Objective: Edit the roxygen header: reproduce it starting with "#' @title Compact" and going on through "places (default 3).", changing every "tabstat" to "tabsum".

Text excerpt:

#####

2.12.3 Example roxygen header

#' @title Compact Table of Summary Statistics
#'
#' @description  Based on Stata's "tabstat" command. "tabstat displays summary
#'  statistics for a series of numeric variables in one table.  It allows you
#'  to specify the list of statistics to be displayed.  Statistics can be
#'  calculated (conditioned on) another variable.  tabstat allows substantial
#'  flexibility in terms of the statistics presented and the format of the
#'  table" (Stata, 2016).
#'
#' @param x A continuous variable.
#' @param digits Rounds the values returned to the specified number of decimal
#'  places (default 3).

#####

Material shown:
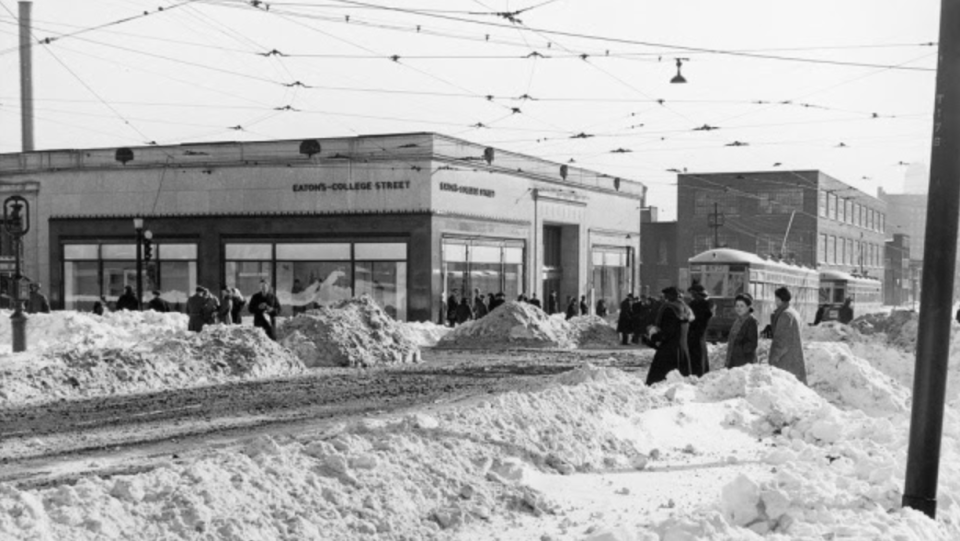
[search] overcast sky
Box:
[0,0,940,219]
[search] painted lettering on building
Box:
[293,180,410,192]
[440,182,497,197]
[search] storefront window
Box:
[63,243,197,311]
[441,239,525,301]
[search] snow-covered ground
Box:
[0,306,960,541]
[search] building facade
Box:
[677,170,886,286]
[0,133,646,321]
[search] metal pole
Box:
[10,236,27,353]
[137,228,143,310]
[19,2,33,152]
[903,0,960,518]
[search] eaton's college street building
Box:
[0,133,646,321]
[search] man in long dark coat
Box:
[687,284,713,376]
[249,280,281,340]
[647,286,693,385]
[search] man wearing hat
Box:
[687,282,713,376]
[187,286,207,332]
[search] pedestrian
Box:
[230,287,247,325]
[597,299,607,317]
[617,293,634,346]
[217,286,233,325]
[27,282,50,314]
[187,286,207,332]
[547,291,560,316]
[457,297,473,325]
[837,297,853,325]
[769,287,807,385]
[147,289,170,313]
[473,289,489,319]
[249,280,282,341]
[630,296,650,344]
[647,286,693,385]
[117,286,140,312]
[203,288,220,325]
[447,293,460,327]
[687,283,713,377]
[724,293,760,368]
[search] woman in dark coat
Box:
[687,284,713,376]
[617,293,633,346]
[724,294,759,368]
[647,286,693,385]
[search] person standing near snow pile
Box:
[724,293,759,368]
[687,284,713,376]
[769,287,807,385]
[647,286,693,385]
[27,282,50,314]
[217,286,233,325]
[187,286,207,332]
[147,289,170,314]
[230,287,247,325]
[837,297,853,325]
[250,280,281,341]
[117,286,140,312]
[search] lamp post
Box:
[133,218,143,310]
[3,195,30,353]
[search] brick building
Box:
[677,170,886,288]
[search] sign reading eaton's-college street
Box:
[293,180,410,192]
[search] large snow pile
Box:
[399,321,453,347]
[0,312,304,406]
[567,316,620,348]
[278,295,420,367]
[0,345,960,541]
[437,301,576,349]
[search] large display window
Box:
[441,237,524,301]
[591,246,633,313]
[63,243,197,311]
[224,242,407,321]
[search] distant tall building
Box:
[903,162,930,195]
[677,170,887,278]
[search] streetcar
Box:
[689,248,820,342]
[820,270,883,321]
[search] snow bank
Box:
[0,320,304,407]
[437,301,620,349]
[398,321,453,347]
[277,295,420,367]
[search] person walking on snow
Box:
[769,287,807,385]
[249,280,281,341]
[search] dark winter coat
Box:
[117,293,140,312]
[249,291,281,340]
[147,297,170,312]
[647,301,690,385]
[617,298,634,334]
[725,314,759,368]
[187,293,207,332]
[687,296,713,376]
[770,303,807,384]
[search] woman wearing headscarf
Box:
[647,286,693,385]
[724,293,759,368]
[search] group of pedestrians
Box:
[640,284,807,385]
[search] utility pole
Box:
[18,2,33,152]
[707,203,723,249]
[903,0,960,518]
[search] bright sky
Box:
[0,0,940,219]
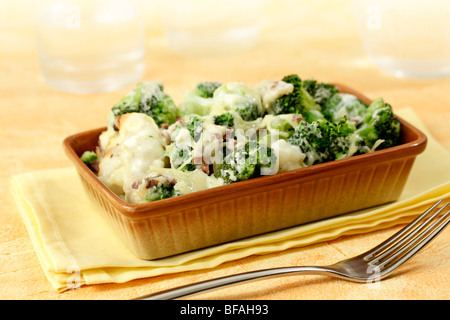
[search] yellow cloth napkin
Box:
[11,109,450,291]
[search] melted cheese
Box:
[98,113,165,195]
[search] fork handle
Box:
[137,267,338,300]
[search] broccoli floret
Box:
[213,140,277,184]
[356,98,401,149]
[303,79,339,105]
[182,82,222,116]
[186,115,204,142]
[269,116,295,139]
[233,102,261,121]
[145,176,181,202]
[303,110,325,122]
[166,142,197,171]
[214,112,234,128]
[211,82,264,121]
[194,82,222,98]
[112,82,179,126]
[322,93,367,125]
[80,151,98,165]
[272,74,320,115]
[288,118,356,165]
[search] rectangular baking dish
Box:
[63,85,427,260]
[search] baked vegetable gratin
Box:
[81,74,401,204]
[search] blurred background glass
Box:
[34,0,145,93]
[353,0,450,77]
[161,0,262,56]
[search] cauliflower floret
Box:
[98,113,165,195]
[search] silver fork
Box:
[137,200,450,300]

#####

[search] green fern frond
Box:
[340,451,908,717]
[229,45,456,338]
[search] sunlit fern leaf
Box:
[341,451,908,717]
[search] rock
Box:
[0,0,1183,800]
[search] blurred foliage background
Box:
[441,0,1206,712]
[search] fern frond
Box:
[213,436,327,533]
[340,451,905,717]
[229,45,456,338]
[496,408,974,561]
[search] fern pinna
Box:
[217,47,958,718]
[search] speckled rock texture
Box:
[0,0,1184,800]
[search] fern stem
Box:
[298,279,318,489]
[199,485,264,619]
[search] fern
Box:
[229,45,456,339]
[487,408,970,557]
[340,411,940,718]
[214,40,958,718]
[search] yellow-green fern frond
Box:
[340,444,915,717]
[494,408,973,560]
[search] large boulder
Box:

#####

The answer:
#' @title Compact Table of Summary Statistics
#'
#' @description  Based on Stata's "tabsum" command. "tabsum displays summary
#'  statistics for a series of numeric variables in one table.  It allows you
#'  to specify the list of statistics to be displayed.  Statistics can be
#'  calculated (conditioned on) another variable.  tabsum allows substantial
#'  flexibility in terms of the statistics presented and the format of the
#'  table" (Stata, 2016).
#'
#' @param x A continuous variable.
#' @param digits Rounds the values returned to the specified number of decimal
#'  places (default 3).